-- Opening Marker --

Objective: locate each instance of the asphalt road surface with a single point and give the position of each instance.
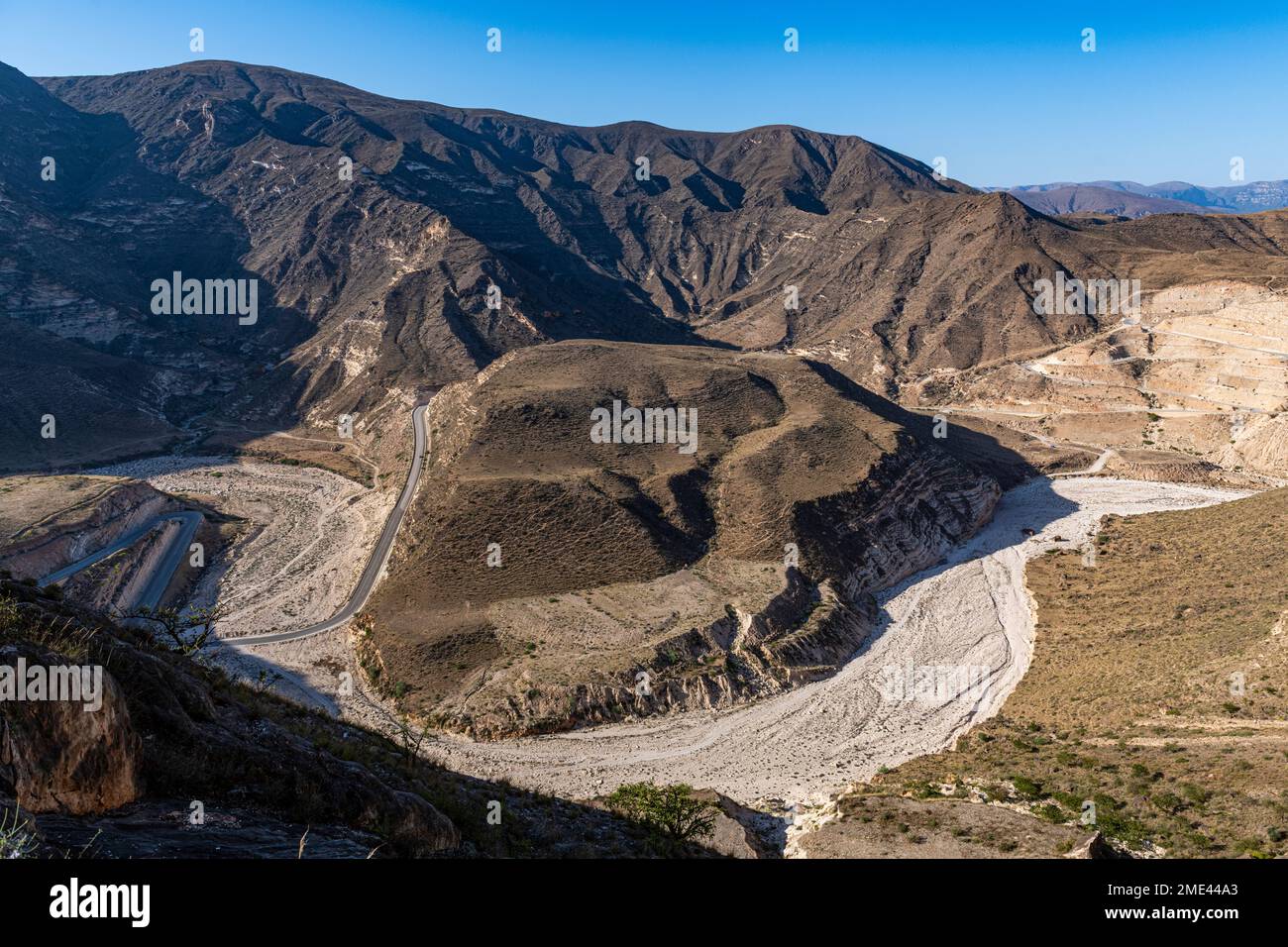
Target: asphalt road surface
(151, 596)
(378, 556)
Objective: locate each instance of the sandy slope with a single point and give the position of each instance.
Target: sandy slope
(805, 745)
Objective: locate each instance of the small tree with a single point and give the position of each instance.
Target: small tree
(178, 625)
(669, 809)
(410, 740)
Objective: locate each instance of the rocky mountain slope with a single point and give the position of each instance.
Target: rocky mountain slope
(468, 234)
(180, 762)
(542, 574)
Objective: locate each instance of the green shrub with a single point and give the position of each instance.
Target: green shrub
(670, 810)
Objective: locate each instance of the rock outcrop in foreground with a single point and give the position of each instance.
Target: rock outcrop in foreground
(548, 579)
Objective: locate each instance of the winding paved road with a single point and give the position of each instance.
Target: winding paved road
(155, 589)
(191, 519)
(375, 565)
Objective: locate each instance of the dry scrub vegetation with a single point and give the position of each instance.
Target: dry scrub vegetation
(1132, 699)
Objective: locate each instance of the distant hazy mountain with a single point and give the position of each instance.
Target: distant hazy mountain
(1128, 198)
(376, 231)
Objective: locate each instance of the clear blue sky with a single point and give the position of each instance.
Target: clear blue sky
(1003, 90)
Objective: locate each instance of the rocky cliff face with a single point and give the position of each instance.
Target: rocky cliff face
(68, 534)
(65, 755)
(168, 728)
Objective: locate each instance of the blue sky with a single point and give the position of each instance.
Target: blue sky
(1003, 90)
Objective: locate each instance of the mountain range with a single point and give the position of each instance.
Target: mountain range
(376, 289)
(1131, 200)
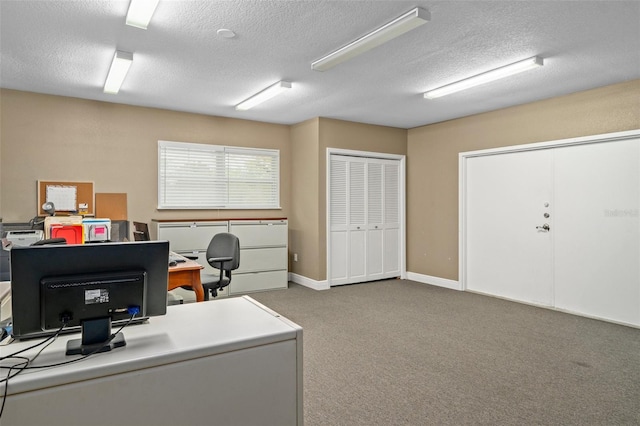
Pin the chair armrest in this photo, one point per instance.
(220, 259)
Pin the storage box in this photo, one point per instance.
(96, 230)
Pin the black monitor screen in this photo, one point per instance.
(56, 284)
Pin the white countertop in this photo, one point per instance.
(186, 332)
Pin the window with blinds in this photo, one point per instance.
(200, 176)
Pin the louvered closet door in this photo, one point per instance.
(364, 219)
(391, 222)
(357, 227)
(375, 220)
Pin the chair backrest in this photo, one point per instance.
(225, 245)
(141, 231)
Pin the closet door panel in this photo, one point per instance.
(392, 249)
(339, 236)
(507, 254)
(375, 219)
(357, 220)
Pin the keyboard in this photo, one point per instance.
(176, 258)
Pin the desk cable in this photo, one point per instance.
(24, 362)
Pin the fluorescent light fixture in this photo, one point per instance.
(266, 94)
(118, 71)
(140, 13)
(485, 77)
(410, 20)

-- Closing Marker --
-- Opening Marker --

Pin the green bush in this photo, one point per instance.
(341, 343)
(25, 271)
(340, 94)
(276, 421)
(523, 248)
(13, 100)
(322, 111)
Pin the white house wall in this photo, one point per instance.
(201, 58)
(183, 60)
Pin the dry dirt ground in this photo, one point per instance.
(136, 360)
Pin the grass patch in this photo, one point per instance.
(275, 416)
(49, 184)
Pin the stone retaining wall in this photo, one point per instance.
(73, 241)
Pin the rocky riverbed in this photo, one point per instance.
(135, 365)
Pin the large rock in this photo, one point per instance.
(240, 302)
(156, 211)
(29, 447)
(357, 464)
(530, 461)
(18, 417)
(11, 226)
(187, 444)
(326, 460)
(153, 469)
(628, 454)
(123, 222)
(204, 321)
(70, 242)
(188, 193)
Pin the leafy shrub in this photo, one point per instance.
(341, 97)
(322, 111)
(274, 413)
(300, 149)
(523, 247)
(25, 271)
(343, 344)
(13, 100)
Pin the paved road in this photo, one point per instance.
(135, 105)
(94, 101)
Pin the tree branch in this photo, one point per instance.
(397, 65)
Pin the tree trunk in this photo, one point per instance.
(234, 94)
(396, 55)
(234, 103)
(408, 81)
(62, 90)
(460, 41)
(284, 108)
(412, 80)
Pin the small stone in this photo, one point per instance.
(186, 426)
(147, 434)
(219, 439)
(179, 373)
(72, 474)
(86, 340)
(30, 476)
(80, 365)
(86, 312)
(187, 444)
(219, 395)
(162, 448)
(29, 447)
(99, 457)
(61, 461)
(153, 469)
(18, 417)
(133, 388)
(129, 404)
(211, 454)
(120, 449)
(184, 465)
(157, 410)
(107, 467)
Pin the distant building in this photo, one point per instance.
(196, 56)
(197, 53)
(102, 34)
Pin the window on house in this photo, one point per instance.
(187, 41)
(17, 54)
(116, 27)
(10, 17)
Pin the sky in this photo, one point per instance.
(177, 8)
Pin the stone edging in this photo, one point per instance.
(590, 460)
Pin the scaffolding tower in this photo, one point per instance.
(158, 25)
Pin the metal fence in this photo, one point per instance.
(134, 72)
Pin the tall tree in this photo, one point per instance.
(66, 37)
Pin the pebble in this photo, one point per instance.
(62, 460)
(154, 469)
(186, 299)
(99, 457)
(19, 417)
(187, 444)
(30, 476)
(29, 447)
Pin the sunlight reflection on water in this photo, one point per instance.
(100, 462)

-- Closing Marker --

# Work to be completed
The answer must be the lines above from the one containing "Objective: locate each instance of the asphalt" through the one containing "Objective: locate each instance of the small", reproduced exactly, with no pictures and nothing else.

# Solution to this task
Objective: locate each instance of the asphalt road surface with a single point and give the position of each instance.
Target: asphalt road surface
(151, 596)
(378, 556)
Objective: locate each instance of the sandy slope with a single point and give the position of each instance.
Target: sandy slope
(805, 745)
Objective: locate each instance of the small tree with a single point and give the position of each instance.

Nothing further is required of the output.